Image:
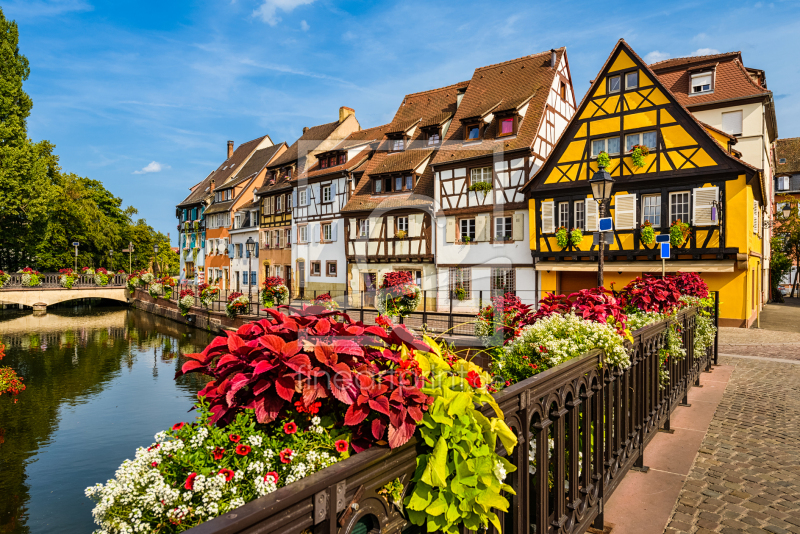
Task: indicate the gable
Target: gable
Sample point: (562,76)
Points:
(615,114)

**WORK REQUEST**:
Make an exact copy of the records above. Keep out every picture.

**THE ANSWER**:
Image:
Task: indicate the gable
Target: gable
Sample point: (562,76)
Points:
(615,114)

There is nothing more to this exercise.